◆ **DIRECTION**
Find the line that contains "If you could pick out the tall" in the entries below. Output it and each later line exactly, and nothing else.

- - - -

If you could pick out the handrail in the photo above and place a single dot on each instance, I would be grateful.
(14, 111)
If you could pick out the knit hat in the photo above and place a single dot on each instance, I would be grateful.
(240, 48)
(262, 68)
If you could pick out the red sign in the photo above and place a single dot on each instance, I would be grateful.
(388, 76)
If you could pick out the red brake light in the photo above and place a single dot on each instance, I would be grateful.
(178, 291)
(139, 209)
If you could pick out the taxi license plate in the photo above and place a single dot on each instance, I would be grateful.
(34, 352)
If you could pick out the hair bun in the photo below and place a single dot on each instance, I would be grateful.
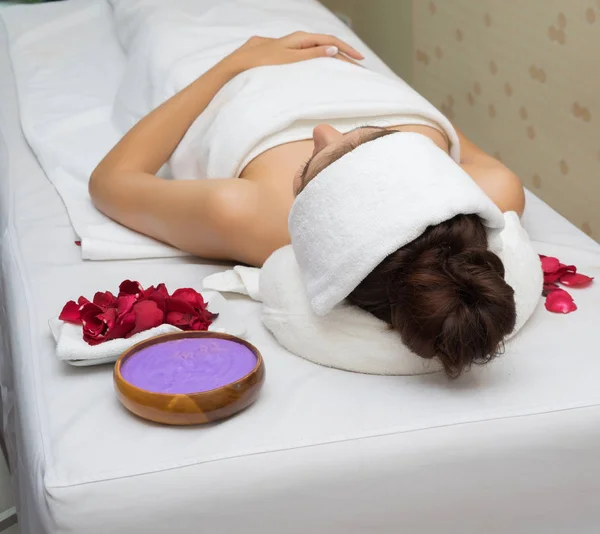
(445, 294)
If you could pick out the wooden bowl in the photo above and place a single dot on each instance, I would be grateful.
(189, 408)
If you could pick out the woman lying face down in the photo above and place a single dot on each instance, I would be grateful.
(443, 291)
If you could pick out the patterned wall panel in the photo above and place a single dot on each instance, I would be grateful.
(522, 79)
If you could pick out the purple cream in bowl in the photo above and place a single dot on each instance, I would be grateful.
(188, 365)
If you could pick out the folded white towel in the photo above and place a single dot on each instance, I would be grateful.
(371, 202)
(352, 339)
(71, 347)
(74, 110)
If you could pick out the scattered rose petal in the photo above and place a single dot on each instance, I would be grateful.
(125, 303)
(548, 288)
(130, 287)
(135, 310)
(576, 280)
(147, 315)
(70, 313)
(105, 299)
(549, 264)
(567, 268)
(559, 301)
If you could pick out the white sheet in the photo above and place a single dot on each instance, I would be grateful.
(509, 448)
(67, 102)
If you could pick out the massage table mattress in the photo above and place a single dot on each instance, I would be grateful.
(512, 447)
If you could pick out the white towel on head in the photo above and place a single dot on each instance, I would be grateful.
(371, 202)
(354, 340)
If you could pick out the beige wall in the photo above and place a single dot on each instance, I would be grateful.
(385, 25)
(520, 77)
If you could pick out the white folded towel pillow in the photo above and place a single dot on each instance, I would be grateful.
(74, 350)
(373, 201)
(352, 339)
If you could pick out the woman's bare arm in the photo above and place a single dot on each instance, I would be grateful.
(497, 181)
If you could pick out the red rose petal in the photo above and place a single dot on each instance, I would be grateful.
(109, 317)
(158, 294)
(547, 288)
(178, 305)
(125, 304)
(559, 301)
(549, 264)
(123, 326)
(191, 296)
(567, 268)
(105, 299)
(576, 280)
(70, 313)
(160, 289)
(179, 319)
(130, 287)
(89, 311)
(147, 315)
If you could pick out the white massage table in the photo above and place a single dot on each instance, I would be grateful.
(513, 447)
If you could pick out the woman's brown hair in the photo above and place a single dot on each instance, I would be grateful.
(445, 294)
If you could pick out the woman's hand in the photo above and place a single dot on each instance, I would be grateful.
(298, 46)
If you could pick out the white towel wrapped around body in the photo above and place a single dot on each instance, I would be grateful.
(352, 339)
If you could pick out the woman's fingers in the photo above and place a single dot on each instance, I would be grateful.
(317, 51)
(309, 40)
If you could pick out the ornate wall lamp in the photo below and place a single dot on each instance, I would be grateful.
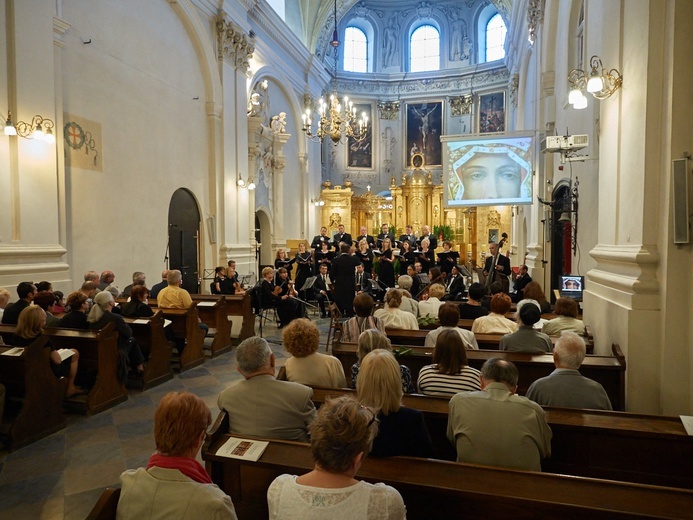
(40, 128)
(600, 83)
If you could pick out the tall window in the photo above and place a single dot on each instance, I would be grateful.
(355, 50)
(495, 38)
(424, 49)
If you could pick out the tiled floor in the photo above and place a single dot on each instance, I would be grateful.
(63, 475)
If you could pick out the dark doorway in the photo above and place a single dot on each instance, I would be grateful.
(183, 238)
(561, 234)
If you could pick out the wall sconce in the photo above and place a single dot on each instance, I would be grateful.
(600, 83)
(40, 128)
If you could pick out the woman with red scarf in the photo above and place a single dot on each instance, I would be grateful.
(174, 485)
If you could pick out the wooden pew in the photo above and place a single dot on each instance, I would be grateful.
(647, 449)
(185, 325)
(236, 305)
(29, 379)
(149, 333)
(609, 371)
(441, 489)
(213, 312)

- - - -

◆ **COMPLETED TASK**
If you could pick out the tall window in the photo above and place a single dot on each instance, I would be grateful.
(355, 50)
(495, 38)
(424, 49)
If you could pick out the tiled floor in the photo above and place a single dot on each instance, I would be grateful.
(63, 475)
If you could pick out the dark doorway in the photo above and place a single dot on each instance, I would be grateful.
(183, 238)
(561, 234)
If you could pick out the wall sconce in the photo above and place a single dot on each instance, I would be grateful.
(600, 83)
(40, 128)
If you could pick out the woman with red scarf in the photo above and place a single dot on each instance, I would be grateful.
(174, 485)
If you could pick out the wooden pew in the photo above and place a single dot on each instance, I would be grateful.
(647, 449)
(185, 325)
(236, 305)
(29, 379)
(149, 333)
(609, 371)
(441, 489)
(213, 312)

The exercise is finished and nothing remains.